→ **COMPLETE THE FOLLOWING**
A – Summarize the femur study excerpt in two sentences.
B – Using the femur study excerpt, explain in one to three sentences what problem remains when the ring cyclide parameters are calculated from plain radiograms, and how 3D modeling addresses it.
C – Rewrite the paragraph of the femur study excerpt beginning "The limitations of this study are" as a bulleted list, keeping its main facts.

→ **SOURCE TEXT**

The previously published results of femoral bowing range between 109 and 144 cm;[3,4,6,15] however, there are differences in the measurement techniques. In a recent study performed by Maratt et al., the mean medullary radius of curvature of the femur was found as 110.4 cm in Caucasian Americans, which was 122.2 in African Americans and 101.1 in Asian Americans. The mean inner anterior cortex radius of curvature of the femur was found as 145.5 cm, 154.5 cm and 129.7 cm, respectively. Our results were comparable with them, particularly with Caucasian Americans. In a study by Buford et al., in 19 cadaveric femur specimens (largely Caucasians) using a similar protocol to that used in this study, the anterior medullary canal radius of the curvature was shown to have a mean of 147.8 cm (calculated from given data) which is in accordance with this study. In a recent study with 3D design, Schmutz et al. found mean radius of curvature in the natural 3D antecurvature plane as 97.4 cm for Caucasians which was close to our findings (107.4 cm in our study). However, a digital lateral radiogram work of Harma et al. have reported a value of 77.2 cm in Anatolian people which remains the lowest value reported before in the literature for Caucasians. In another study, Biçer et al. found a mean of 100 (one observer) and 120 cm (two observers) for anterior cortex curvature at 84 cadaveric femora of Anatolian people with no gender discrimination.
The established parameters for defining a corresponding ring cyclide model for a femoral intramedullary cavity can be calculated from the plain radiograms if magnification is standardized. However, the major problem will remain, which is the maximal bowing plane in that the circular cross- section of the ring cyclide lies. Its determination before taking radiograms will be very difficult particularly in subjects with coronal femoral bowing. However, 3D modelling allows accurate determination of the maximal bowing plane. The 3D modelling method is virtually equivalent to the direct measurement of the bisected dried femur in vitro.
The limitations of this study are the subjective nature of reference point selection for the measurement of bowing radii and distances and its inherent error. Additionally, it is conceivable that reconstruction artefacts occur in the process of creating the 3D-CT models. The sample size of this study may be considered small for definitive conclusion. Furthermore, the sample was derived from 5 mm-thick and 5 mm-apart sequential CT data, which reduce the resolution.
In conclusion, the design of this study which is based on a ring cyclide model may have an important value for understanding femoral shaft intramedullary cavity geometry and may be a good tool to assess implant fitting for population studies. Furthermore, the method of modeling may lead to a new way of thinking in the interpretation of femoral geometry.
Citation: Akman A, Demirkan AF, Sabir Akkoyunlu N. Three- dimensional geometrical modelling of the femoral intramedullary cavity using ring cyclide model. Jt Dis Relat Surg 2020;31(1):14-19.
The authors declared no conflicts of interest with respect to the authorship and/or publication of this article.
The authors received no financial support for the research and/or authorship of this article.

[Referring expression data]
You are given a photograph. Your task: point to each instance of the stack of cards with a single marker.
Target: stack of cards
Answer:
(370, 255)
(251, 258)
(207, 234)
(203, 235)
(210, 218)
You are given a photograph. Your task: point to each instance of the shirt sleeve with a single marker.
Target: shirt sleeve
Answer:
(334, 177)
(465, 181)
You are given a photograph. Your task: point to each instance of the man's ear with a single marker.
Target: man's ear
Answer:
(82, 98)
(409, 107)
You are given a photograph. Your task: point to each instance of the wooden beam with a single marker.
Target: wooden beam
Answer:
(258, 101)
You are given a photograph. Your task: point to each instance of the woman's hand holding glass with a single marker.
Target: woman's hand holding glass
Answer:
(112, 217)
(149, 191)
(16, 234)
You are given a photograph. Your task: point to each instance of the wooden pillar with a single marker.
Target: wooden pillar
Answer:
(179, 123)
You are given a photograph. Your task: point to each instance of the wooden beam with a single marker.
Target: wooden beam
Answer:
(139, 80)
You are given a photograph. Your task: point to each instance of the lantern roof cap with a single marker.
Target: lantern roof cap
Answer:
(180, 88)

→ **TASK RESPONSES**
A – The excerpt compares its femoral bowing results with earlier studies, finding them comparable particularly with values for Caucasian Americans. It adds that 3D modeling allows accurate determination of the maximal bowing plane, lists limitations such as subjective reference point selection, possible reconstruction artefacts, a small sample, and reduced resolution, and concludes that the ring cyclide model may help in understanding intramedullary cavity geometry and assessing implant fitting.

B – Even with standardized magnification, the maximal bowing plane in which the ring cyclide's circular cross-section lies must still be identified. Determining that plane before taking radiograms is very difficult, particularly in subjects with coronal femoral bowing. 3D modeling allows the maximal bowing plane to be determined accurately.

C –
- Reference point selection for measuring bowing radii and distances is subjective and carries inherent error.
- Reconstruction artefacts may occur when the 3D-CT models are created.
- The sample size may be too small for a definitive conclusion.
- The sample came from 5 mm-thick, 5 mm-apart sequential CT data, which reduces resolution.